■ **CEL ZADANIA**:
Przedstaw w postaci listy numerowanej wiersze danych poniżej, zaczynając od wiersza zawierającego „Question: A user says they want the cobblestone” i kończąc na ostatnim wierszu danych. Puste wiersze pomiń.

•••

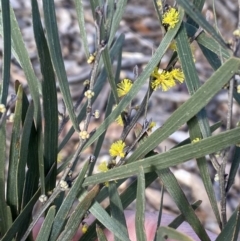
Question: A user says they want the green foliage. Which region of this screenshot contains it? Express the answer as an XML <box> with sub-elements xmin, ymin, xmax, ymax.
<box><xmin>0</xmin><ymin>0</ymin><xmax>240</xmax><ymax>241</ymax></box>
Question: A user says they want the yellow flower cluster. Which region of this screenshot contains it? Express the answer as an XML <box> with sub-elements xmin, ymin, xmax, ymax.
<box><xmin>162</xmin><ymin>8</ymin><xmax>179</xmax><ymax>29</ymax></box>
<box><xmin>84</xmin><ymin>90</ymin><xmax>94</xmax><ymax>99</ymax></box>
<box><xmin>115</xmin><ymin>115</ymin><xmax>124</xmax><ymax>126</ymax></box>
<box><xmin>87</xmin><ymin>52</ymin><xmax>97</xmax><ymax>64</ymax></box>
<box><xmin>148</xmin><ymin>121</ymin><xmax>156</xmax><ymax>132</ymax></box>
<box><xmin>192</xmin><ymin>137</ymin><xmax>201</xmax><ymax>143</ymax></box>
<box><xmin>109</xmin><ymin>140</ymin><xmax>126</xmax><ymax>157</ymax></box>
<box><xmin>98</xmin><ymin>161</ymin><xmax>109</xmax><ymax>187</ymax></box>
<box><xmin>151</xmin><ymin>67</ymin><xmax>184</xmax><ymax>91</ymax></box>
<box><xmin>79</xmin><ymin>131</ymin><xmax>89</xmax><ymax>140</ymax></box>
<box><xmin>98</xmin><ymin>161</ymin><xmax>109</xmax><ymax>172</ymax></box>
<box><xmin>0</xmin><ymin>104</ymin><xmax>6</xmax><ymax>113</ymax></box>
<box><xmin>117</xmin><ymin>79</ymin><xmax>133</xmax><ymax>97</ymax></box>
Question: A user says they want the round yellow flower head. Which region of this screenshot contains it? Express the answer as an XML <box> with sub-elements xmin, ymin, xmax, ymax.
<box><xmin>79</xmin><ymin>131</ymin><xmax>89</xmax><ymax>140</ymax></box>
<box><xmin>109</xmin><ymin>140</ymin><xmax>126</xmax><ymax>157</ymax></box>
<box><xmin>117</xmin><ymin>79</ymin><xmax>133</xmax><ymax>97</ymax></box>
<box><xmin>98</xmin><ymin>161</ymin><xmax>109</xmax><ymax>172</ymax></box>
<box><xmin>192</xmin><ymin>137</ymin><xmax>201</xmax><ymax>143</ymax></box>
<box><xmin>94</xmin><ymin>110</ymin><xmax>100</xmax><ymax>119</ymax></box>
<box><xmin>0</xmin><ymin>104</ymin><xmax>6</xmax><ymax>113</ymax></box>
<box><xmin>162</xmin><ymin>8</ymin><xmax>179</xmax><ymax>29</ymax></box>
<box><xmin>82</xmin><ymin>223</ymin><xmax>88</xmax><ymax>234</ymax></box>
<box><xmin>169</xmin><ymin>69</ymin><xmax>184</xmax><ymax>83</ymax></box>
<box><xmin>148</xmin><ymin>121</ymin><xmax>156</xmax><ymax>131</ymax></box>
<box><xmin>87</xmin><ymin>52</ymin><xmax>96</xmax><ymax>64</ymax></box>
<box><xmin>151</xmin><ymin>67</ymin><xmax>176</xmax><ymax>91</ymax></box>
<box><xmin>84</xmin><ymin>90</ymin><xmax>94</xmax><ymax>99</ymax></box>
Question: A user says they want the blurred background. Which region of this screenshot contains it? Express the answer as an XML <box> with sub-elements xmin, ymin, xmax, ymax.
<box><xmin>0</xmin><ymin>0</ymin><xmax>240</xmax><ymax>233</ymax></box>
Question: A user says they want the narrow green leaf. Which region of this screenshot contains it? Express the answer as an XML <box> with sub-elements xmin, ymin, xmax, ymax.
<box><xmin>83</xmin><ymin>127</ymin><xmax>240</xmax><ymax>186</ymax></box>
<box><xmin>0</xmin><ymin>4</ymin><xmax>41</xmax><ymax>123</ymax></box>
<box><xmin>125</xmin><ymin>58</ymin><xmax>240</xmax><ymax>165</ymax></box>
<box><xmin>226</xmin><ymin>146</ymin><xmax>240</xmax><ymax>192</ymax></box>
<box><xmin>104</xmin><ymin>0</ymin><xmax>116</xmax><ymax>38</ymax></box>
<box><xmin>168</xmin><ymin>200</ymin><xmax>202</xmax><ymax>229</ymax></box>
<box><xmin>157</xmin><ymin>227</ymin><xmax>194</xmax><ymax>241</ymax></box>
<box><xmin>74</xmin><ymin>0</ymin><xmax>90</xmax><ymax>59</ymax></box>
<box><xmin>50</xmin><ymin>162</ymin><xmax>89</xmax><ymax>240</ymax></box>
<box><xmin>188</xmin><ymin>117</ymin><xmax>221</xmax><ymax>226</ymax></box>
<box><xmin>135</xmin><ymin>166</ymin><xmax>147</xmax><ymax>241</ymax></box>
<box><xmin>17</xmin><ymin>103</ymin><xmax>34</xmax><ymax>209</ymax></box>
<box><xmin>156</xmin><ymin>169</ymin><xmax>210</xmax><ymax>241</ymax></box>
<box><xmin>96</xmin><ymin>226</ymin><xmax>107</xmax><ymax>241</ymax></box>
<box><xmin>0</xmin><ymin>121</ymin><xmax>12</xmax><ymax>235</ymax></box>
<box><xmin>81</xmin><ymin>172</ymin><xmax>201</xmax><ymax>241</ymax></box>
<box><xmin>176</xmin><ymin>24</ymin><xmax>200</xmax><ymax>95</ymax></box>
<box><xmin>81</xmin><ymin>172</ymin><xmax>158</xmax><ymax>241</ymax></box>
<box><xmin>13</xmin><ymin>123</ymin><xmax>39</xmax><ymax>240</ymax></box>
<box><xmin>1</xmin><ymin>189</ymin><xmax>40</xmax><ymax>241</ymax></box>
<box><xmin>84</xmin><ymin>11</ymin><xmax>184</xmax><ymax>152</ymax></box>
<box><xmin>0</xmin><ymin>0</ymin><xmax>11</xmax><ymax>105</ymax></box>
<box><xmin>90</xmin><ymin>0</ymin><xmax>100</xmax><ymax>20</ymax></box>
<box><xmin>36</xmin><ymin>206</ymin><xmax>56</xmax><ymax>241</ymax></box>
<box><xmin>89</xmin><ymin>202</ymin><xmax>130</xmax><ymax>241</ymax></box>
<box><xmin>43</xmin><ymin>0</ymin><xmax>79</xmax><ymax>131</ymax></box>
<box><xmin>176</xmin><ymin>25</ymin><xmax>211</xmax><ymax>138</ymax></box>
<box><xmin>1</xmin><ymin>160</ymin><xmax>56</xmax><ymax>241</ymax></box>
<box><xmin>108</xmin><ymin>182</ymin><xmax>128</xmax><ymax>241</ymax></box>
<box><xmin>102</xmin><ymin>46</ymin><xmax>118</xmax><ymax>103</ymax></box>
<box><xmin>58</xmin><ymin>35</ymin><xmax>124</xmax><ymax>151</ymax></box>
<box><xmin>215</xmin><ymin>206</ymin><xmax>240</xmax><ymax>241</ymax></box>
<box><xmin>31</xmin><ymin>0</ymin><xmax>58</xmax><ymax>191</ymax></box>
<box><xmin>7</xmin><ymin>85</ymin><xmax>23</xmax><ymax>219</ymax></box>
<box><xmin>57</xmin><ymin>186</ymin><xmax>99</xmax><ymax>241</ymax></box>
<box><xmin>177</xmin><ymin>0</ymin><xmax>227</xmax><ymax>47</ymax></box>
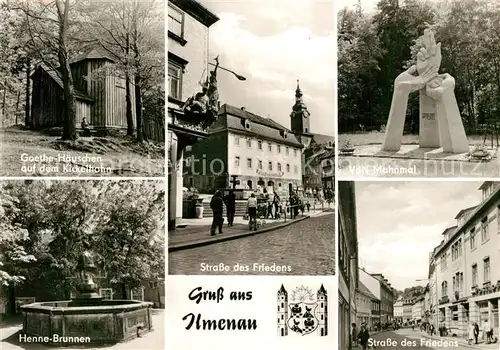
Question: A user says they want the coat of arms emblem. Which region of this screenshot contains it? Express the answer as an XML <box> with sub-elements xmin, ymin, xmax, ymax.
<box><xmin>278</xmin><ymin>285</ymin><xmax>328</xmax><ymax>337</ymax></box>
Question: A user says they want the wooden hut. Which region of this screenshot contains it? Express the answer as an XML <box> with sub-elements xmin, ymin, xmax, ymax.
<box><xmin>31</xmin><ymin>48</ymin><xmax>135</xmax><ymax>128</ymax></box>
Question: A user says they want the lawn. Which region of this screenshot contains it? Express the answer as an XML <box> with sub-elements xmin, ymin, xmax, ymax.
<box><xmin>338</xmin><ymin>131</ymin><xmax>491</xmax><ymax>147</ymax></box>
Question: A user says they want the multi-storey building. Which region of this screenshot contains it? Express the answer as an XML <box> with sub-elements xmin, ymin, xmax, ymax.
<box><xmin>337</xmin><ymin>181</ymin><xmax>359</xmax><ymax>350</ymax></box>
<box><xmin>167</xmin><ymin>0</ymin><xmax>219</xmax><ymax>229</ymax></box>
<box><xmin>434</xmin><ymin>181</ymin><xmax>500</xmax><ymax>337</ymax></box>
<box><xmin>394</xmin><ymin>299</ymin><xmax>404</xmax><ymax>324</ymax></box>
<box><xmin>411</xmin><ymin>298</ymin><xmax>425</xmax><ymax>324</ymax></box>
<box><xmin>356</xmin><ymin>281</ymin><xmax>380</xmax><ymax>330</ymax></box>
<box><xmin>403</xmin><ymin>299</ymin><xmax>413</xmax><ymax>325</ymax></box>
<box><xmin>184</xmin><ymin>104</ymin><xmax>303</xmax><ymax>194</ymax></box>
<box><xmin>359</xmin><ymin>269</ymin><xmax>395</xmax><ymax>325</ymax></box>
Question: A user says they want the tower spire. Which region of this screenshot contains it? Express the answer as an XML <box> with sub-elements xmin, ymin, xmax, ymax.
<box><xmin>295</xmin><ymin>79</ymin><xmax>302</xmax><ymax>97</ymax></box>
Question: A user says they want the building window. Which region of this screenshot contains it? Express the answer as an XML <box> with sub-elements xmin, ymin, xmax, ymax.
<box><xmin>168</xmin><ymin>4</ymin><xmax>184</xmax><ymax>38</ymax></box>
<box><xmin>470</xmin><ymin>229</ymin><xmax>476</xmax><ymax>250</ymax></box>
<box><xmin>441</xmin><ymin>277</ymin><xmax>455</xmax><ymax>297</ymax></box>
<box><xmin>483</xmin><ymin>258</ymin><xmax>490</xmax><ymax>283</ymax></box>
<box><xmin>451</xmin><ymin>239</ymin><xmax>462</xmax><ymax>261</ymax></box>
<box><xmin>440</xmin><ymin>253</ymin><xmax>448</xmax><ymax>271</ymax></box>
<box><xmin>168</xmin><ymin>61</ymin><xmax>182</xmax><ymax>100</ymax></box>
<box><xmin>472</xmin><ymin>264</ymin><xmax>477</xmax><ymax>287</ymax></box>
<box><xmin>481</xmin><ymin>217</ymin><xmax>488</xmax><ymax>242</ymax></box>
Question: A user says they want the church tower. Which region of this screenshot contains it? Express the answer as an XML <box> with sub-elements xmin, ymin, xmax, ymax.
<box><xmin>290</xmin><ymin>80</ymin><xmax>311</xmax><ymax>135</ymax></box>
<box><xmin>278</xmin><ymin>285</ymin><xmax>288</xmax><ymax>337</ymax></box>
<box><xmin>316</xmin><ymin>285</ymin><xmax>328</xmax><ymax>337</ymax></box>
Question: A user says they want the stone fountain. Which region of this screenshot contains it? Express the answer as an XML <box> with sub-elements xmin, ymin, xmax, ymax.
<box><xmin>21</xmin><ymin>251</ymin><xmax>153</xmax><ymax>345</ymax></box>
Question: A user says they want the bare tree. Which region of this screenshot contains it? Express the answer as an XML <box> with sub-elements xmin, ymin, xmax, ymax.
<box><xmin>13</xmin><ymin>0</ymin><xmax>77</xmax><ymax>140</ymax></box>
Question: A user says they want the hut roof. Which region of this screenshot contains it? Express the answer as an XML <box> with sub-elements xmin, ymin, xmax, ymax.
<box><xmin>31</xmin><ymin>63</ymin><xmax>94</xmax><ymax>102</ymax></box>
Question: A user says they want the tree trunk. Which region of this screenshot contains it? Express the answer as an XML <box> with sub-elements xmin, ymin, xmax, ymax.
<box><xmin>121</xmin><ymin>283</ymin><xmax>127</xmax><ymax>300</ymax></box>
<box><xmin>24</xmin><ymin>57</ymin><xmax>33</xmax><ymax>127</ymax></box>
<box><xmin>134</xmin><ymin>75</ymin><xmax>144</xmax><ymax>142</ymax></box>
<box><xmin>2</xmin><ymin>81</ymin><xmax>7</xmax><ymax>127</ymax></box>
<box><xmin>125</xmin><ymin>33</ymin><xmax>134</xmax><ymax>136</ymax></box>
<box><xmin>16</xmin><ymin>88</ymin><xmax>21</xmax><ymax>125</ymax></box>
<box><xmin>7</xmin><ymin>285</ymin><xmax>16</xmax><ymax>315</ymax></box>
<box><xmin>56</xmin><ymin>0</ymin><xmax>76</xmax><ymax>140</ymax></box>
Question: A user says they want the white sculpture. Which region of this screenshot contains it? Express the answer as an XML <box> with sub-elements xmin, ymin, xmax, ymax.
<box><xmin>382</xmin><ymin>29</ymin><xmax>469</xmax><ymax>153</ymax></box>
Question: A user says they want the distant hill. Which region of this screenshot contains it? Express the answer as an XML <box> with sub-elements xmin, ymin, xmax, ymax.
<box><xmin>396</xmin><ymin>286</ymin><xmax>425</xmax><ymax>300</ymax></box>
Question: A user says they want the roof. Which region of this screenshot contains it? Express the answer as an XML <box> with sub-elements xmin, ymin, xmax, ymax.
<box><xmin>435</xmin><ymin>188</ymin><xmax>500</xmax><ymax>256</ymax></box>
<box><xmin>319</xmin><ymin>149</ymin><xmax>335</xmax><ymax>160</ymax></box>
<box><xmin>31</xmin><ymin>63</ymin><xmax>94</xmax><ymax>102</ymax></box>
<box><xmin>312</xmin><ymin>134</ymin><xmax>335</xmax><ymax>146</ymax></box>
<box><xmin>441</xmin><ymin>226</ymin><xmax>458</xmax><ymax>236</ymax></box>
<box><xmin>358</xmin><ymin>281</ymin><xmax>378</xmax><ymax>300</ymax></box>
<box><xmin>69</xmin><ymin>46</ymin><xmax>117</xmax><ymax>64</ymax></box>
<box><xmin>455</xmin><ymin>205</ymin><xmax>477</xmax><ymax>219</ymax></box>
<box><xmin>210</xmin><ymin>104</ymin><xmax>303</xmax><ymax>148</ymax></box>
<box><xmin>168</xmin><ymin>0</ymin><xmax>219</xmax><ymax>27</ymax></box>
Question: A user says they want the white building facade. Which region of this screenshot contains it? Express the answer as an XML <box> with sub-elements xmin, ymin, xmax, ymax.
<box><xmin>434</xmin><ymin>182</ymin><xmax>500</xmax><ymax>337</ymax></box>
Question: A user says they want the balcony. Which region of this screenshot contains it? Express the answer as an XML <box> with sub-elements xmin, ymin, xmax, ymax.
<box><xmin>439</xmin><ymin>295</ymin><xmax>450</xmax><ymax>304</ymax></box>
<box><xmin>477</xmin><ymin>280</ymin><xmax>500</xmax><ymax>295</ymax></box>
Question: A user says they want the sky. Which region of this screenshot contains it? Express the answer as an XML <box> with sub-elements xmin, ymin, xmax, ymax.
<box><xmin>201</xmin><ymin>0</ymin><xmax>336</xmax><ymax>136</ymax></box>
<box><xmin>355</xmin><ymin>181</ymin><xmax>482</xmax><ymax>290</ymax></box>
<box><xmin>336</xmin><ymin>0</ymin><xmax>379</xmax><ymax>13</ymax></box>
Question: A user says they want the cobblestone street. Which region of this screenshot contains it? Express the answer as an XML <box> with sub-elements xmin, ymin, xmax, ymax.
<box><xmin>169</xmin><ymin>213</ymin><xmax>335</xmax><ymax>275</ymax></box>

•••

■ **WYNIK ĆWICZENIA**:
1. Question: A user says they want the cobblestone street. Which region of this screenshot contains it? Express the answer as an XML <box> with sub-elements xmin, ymin, xmax, ymax.
2. <box><xmin>169</xmin><ymin>213</ymin><xmax>335</xmax><ymax>275</ymax></box>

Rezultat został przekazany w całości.